GIVEN EXERCISE: Rewrite the entries below, replacing every "Write the pixel coordinates" with "List the pixel coordinates" and keeping everything else the same, and omit the pictures.

## begin INPUT DATA

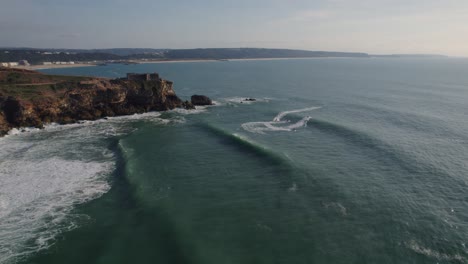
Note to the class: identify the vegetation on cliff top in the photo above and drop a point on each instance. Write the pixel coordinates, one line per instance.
(32, 99)
(26, 84)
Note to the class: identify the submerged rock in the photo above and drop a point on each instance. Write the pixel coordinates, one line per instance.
(201, 100)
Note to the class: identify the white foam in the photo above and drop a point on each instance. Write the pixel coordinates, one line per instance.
(413, 245)
(262, 127)
(244, 100)
(197, 110)
(277, 124)
(285, 113)
(43, 175)
(36, 198)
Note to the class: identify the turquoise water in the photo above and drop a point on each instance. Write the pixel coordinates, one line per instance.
(338, 161)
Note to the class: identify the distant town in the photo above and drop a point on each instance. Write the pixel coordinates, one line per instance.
(26, 57)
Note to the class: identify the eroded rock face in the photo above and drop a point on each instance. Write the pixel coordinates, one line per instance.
(89, 101)
(200, 100)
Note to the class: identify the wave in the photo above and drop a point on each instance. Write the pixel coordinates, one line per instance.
(277, 124)
(246, 144)
(440, 256)
(44, 175)
(244, 100)
(285, 113)
(37, 197)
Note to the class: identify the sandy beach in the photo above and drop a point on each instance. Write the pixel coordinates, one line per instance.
(56, 66)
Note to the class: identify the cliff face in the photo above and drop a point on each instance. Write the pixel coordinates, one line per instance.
(89, 99)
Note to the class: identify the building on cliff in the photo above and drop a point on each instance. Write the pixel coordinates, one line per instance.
(143, 77)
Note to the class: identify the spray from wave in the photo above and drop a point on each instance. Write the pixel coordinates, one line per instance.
(278, 124)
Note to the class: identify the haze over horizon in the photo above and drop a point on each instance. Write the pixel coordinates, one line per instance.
(371, 26)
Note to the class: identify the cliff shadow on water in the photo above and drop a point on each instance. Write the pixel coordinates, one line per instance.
(118, 229)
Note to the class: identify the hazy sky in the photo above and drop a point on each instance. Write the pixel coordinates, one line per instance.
(373, 26)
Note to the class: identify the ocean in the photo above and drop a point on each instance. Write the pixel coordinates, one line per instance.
(337, 161)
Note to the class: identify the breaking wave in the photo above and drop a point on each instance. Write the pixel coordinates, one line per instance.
(277, 124)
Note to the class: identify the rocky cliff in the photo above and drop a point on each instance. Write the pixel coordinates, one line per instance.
(32, 99)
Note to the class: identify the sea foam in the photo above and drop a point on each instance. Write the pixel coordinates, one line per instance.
(278, 124)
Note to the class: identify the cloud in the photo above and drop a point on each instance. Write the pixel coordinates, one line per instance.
(70, 35)
(311, 15)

## end INPUT DATA

WRITTEN RESPONSE:
Note to the class: identify the vegetation on cliff top in the photo above and drop a point on each instance. List the pixel coordinates, one line per instance.
(32, 99)
(26, 84)
Note to the class: identify the submerged rock in the photo above and drop a point on each instance. List the pixel coordinates, one line per instance.
(201, 100)
Note to the class: identify the white foam in the photo above and drop a point on each instance. List the pixel coordinates, one line per instance.
(413, 245)
(262, 127)
(244, 100)
(197, 110)
(277, 124)
(285, 113)
(43, 175)
(36, 198)
Note to the class: identify the turquoise water in the photo above and drop a point on each instance. List the pixel coordinates, one line per instance.
(338, 161)
Note to the class: identify the distant town in the photo above and drop a point on each instance. List the pixel coordinates, one line per instance.
(26, 57)
Note to the class: identify the eroded rock face in the photo above and drop a point on each instance. List the pixel coordinates, one line per instance.
(89, 101)
(200, 100)
Note to the class: identify the wave in the photo above and drop a point on each instance. List the pixel coordinates, one line per instance.
(277, 124)
(246, 144)
(440, 256)
(44, 175)
(244, 100)
(285, 113)
(37, 197)
Note to the class: identify the sandy beach in the photo above and drop a point on each instance. List the pixel coordinates, one line per instance.
(56, 66)
Note to the class: identify the cliff face in the photo above and drop a point on each instance. List the pixel coordinates, one line per instance.
(89, 99)
Note to the class: identify the building on cliff in the photo above and drop a point on each instance. List the pixel coordinates, one line per instance.
(143, 77)
Note to the class: identify the spray from wave in the photo above and drop a point on each instance. List the pixel coordinates, one line per instance.
(278, 124)
Note to the class: identify the haze over horizon in the photo above and drop a point on each instance. List the pixel coordinates, one line per instance.
(371, 26)
Note to the class: identify the cliff shadow on water in the photo above and drop a point on each instance. List the pixel coordinates, one line per instance.
(118, 229)
Note to the class: identify the hazy sky in the photo above and drop a point on each instance. List the pixel coordinates, one line per instance.
(373, 26)
Note to the class: identify the ocean in the photo above and drop a point on each instance. List the pixel coordinates, one line per instance.
(337, 161)
Note to the class: identify the breaking wave in the photo above and drop a point on each instance. List the pixel coordinates, one line per instance.
(277, 124)
Note to the class: identify the rocky cliff in the photo above and drop a point on each instance. List the pixel coordinates, one line per instance.
(32, 99)
Note to the class: identify the sea foam in the photo above and drop a point on each instance. List the pixel coordinates, one line per instance.
(278, 124)
Note to the class: identify the cloud in the photo above and drop a point on each instance. List the pixel coordinates, one line per instance.
(70, 35)
(311, 15)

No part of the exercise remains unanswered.